- STATED GOAL 1 -
Convert the records, from the line containing "Objective — a point for each instance of the blue" through the end of the records, into a Markdown table with the columns Row and Line. Give each line its own numbered row and omit blank lines.

- QUOTED PASSAGE -
- - -

Donald Sharp [Wed, 15 Mar 2023 17:51:19 +0000 (13:51 -0400)]
lib: Speedup prefix-list readin by a large factor
Reading in prefix-lists is reading in the specified
prefix list and validating that the prefix is unique
2 times. This makes no sense. Relax the requirement
that a prefix list can limit this as well as completely
remove this check. Validation then just becomes
does this prefix-list specified actually make sense
and that is taken care of by the the cli code.
Reading in prefix-lists was looking for duplicate prefixes
2 times instead of doing it just one time. Let's just
not do it at all.
By doing this change, The code changes from never
completing for a 27k long prefix-list to taking
just under 30 seconds, with 4 daemons processing
this data.
Donald Sharp [Thu, 16 Mar 2023 14:24:25 +0000 (10:24 -0400)]
bgpd: Use interface name instead of pointer value
Log message is borked in a manner that makes it unusable:
bgpd[52]: [VX6SM-8YE5W][EC 33554460] 2000:31:0:53::2: nexthop_set failed, resetting connection - intf 0x561eb9005a30
David Lamparter [Thu, 16 Mar 2023 10:00:02 +0000 (11:00 +0100)]
bgpd: fix NULL argument warning
gcc 12.2.0 complains `error: ‘%s’ directive argument is null`, even
though all enum values are covered with a string. Let's just go with a
`???` default.
Signed-off-by: David Lamparter <equinox@opensourcerouting.org>
anlan_cs [Thu, 9 Mar 2023 01:34:07 +0000 (09:34 +0800)]
yang, bgpd: Fix "aggregator-asn" to support asdot
The following command is not working:
> (routemap) set aggregator as ASNUM A.B.C.D
Since "aggregator-asn" has already supported asdot,
fixed it with new yang type. Extra ASN validation
(leading zeroes for instance) are done in the validate
hook of the yang leaf.
Signed-off-by: anlan_cs <vic.lan@pica8.com> Signed-off-by: Philippe Guibert <philippe.guibert@6wind.com>
Chirag Shah [Wed, 15 Mar 2023 04:32:40 +0000 (21:32 -0700)]
tools: frr-reload fix list value not present
Check for value present in list before removing
as in certain python3 ValueError traceback is observed.

- - -

- EXTRACTED INFORMATION -
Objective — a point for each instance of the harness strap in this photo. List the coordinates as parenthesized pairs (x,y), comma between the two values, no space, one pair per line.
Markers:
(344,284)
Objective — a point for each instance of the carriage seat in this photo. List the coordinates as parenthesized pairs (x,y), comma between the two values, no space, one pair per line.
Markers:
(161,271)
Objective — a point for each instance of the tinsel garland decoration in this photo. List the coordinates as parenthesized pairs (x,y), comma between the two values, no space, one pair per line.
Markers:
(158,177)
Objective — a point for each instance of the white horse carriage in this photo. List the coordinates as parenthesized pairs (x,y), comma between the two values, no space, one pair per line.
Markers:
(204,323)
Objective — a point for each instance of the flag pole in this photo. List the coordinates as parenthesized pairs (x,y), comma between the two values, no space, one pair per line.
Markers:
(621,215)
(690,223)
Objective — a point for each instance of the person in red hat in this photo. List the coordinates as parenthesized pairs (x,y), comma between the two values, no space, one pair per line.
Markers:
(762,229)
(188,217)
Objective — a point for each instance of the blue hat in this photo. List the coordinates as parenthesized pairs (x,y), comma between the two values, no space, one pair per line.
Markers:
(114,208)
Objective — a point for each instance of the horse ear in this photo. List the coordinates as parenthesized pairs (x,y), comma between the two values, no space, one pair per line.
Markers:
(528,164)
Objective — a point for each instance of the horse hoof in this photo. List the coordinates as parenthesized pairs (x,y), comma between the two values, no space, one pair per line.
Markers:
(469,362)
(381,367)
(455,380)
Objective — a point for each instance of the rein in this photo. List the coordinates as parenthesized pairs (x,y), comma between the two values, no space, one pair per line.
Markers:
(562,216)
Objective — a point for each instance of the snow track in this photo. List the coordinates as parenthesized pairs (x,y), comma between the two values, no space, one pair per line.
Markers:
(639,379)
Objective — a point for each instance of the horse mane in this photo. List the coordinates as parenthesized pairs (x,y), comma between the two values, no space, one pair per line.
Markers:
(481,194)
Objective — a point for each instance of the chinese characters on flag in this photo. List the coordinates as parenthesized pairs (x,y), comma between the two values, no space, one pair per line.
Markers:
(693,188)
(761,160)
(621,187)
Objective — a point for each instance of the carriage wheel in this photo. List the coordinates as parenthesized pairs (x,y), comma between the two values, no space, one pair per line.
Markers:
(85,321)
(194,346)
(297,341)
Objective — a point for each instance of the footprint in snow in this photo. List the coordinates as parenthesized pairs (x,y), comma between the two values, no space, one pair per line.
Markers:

- - -

- STATED GOAL 2 -
List the title line of every entry in the commit log, which is the line directly below each author and date.

- EXERCISE RESULT 1 -
| Row | Line |
|---|---|
| 1 | Objective — a point for each instance of the blue hat in this photo. List the coordinates as parenthesized pairs (x,y), comma between the two values, no space, one pair per line. |
| 2 | Markers: |
| 3 | (114,208) |
| 4 | Objective — a point for each instance of the horse ear in this photo. List the coordinates as parenthesized pairs (x,y), comma between the two values, no space, one pair per line. |
| 5 | Markers: |
| 6 | (528,164) |
| 7 | Objective — a point for each instance of the horse hoof in this photo. List the coordinates as parenthesized pairs (x,y), comma between the two values, no space, one pair per line. |
| 8 | Markers: |
| 9 | (469,362) |
| 10 | (381,367) |
| 11 | (455,380) |
| 12 | Objective — a point for each instance of the rein in this photo. List the coordinates as parenthesized pairs (x,y), comma between the two values, no space, one pair per line. |
| 13 | Markers: |
| 14 | (562,216) |
| 15 | Objective — a point for each instance of the snow track in this photo. List the coordinates as parenthesized pairs (x,y), comma between the two values, no space, one pair per line. |
| 16 | Markers: |
| 17 | (639,379) |
| 18 | Objective — a point for each instance of the horse mane in this photo. List the coordinates as parenthesized pairs (x,y), comma between the two values, no space, one pair per line. |
| 19 | Markers: |
| 20 | (481,194) |
| 21 | Objective — a point for each instance of the chinese characters on flag in this photo. List the coordinates as parenthesized pairs (x,y), comma between the two values, no space, one pair per line. |
| 22 | Markers: |
| 23 | (693,188) |
| 24 | (761,160) |
| 25 | (621,187) |
| 26 | Objective — a point for each instance of the carriage wheel in this photo. List the coordinates as parenthesized pairs (x,y), comma between the two values, no space, one pair per line. |
| 27 | Markers: |
| 28 | (85,321) |
| 29 | (194,346) |
| 30 | (297,341) |
| 31 | Objective — a point for each instance of the footprint in snow in this photo. List the coordinates as parenthesized pairs (x,y), comma between the two values, no space, one pair per line. |
| 32 | Markers: |

- EXERCISE RESULT 2 -
- lib: Speedup prefix-list readin by a large factor
- bgpd: Use interface name instead of pointer value
- bgpd: fix NULL argument warning
- yang, bgpd: Fix "aggregator-asn" to support asdot
- tools: frr-reload fix list value not present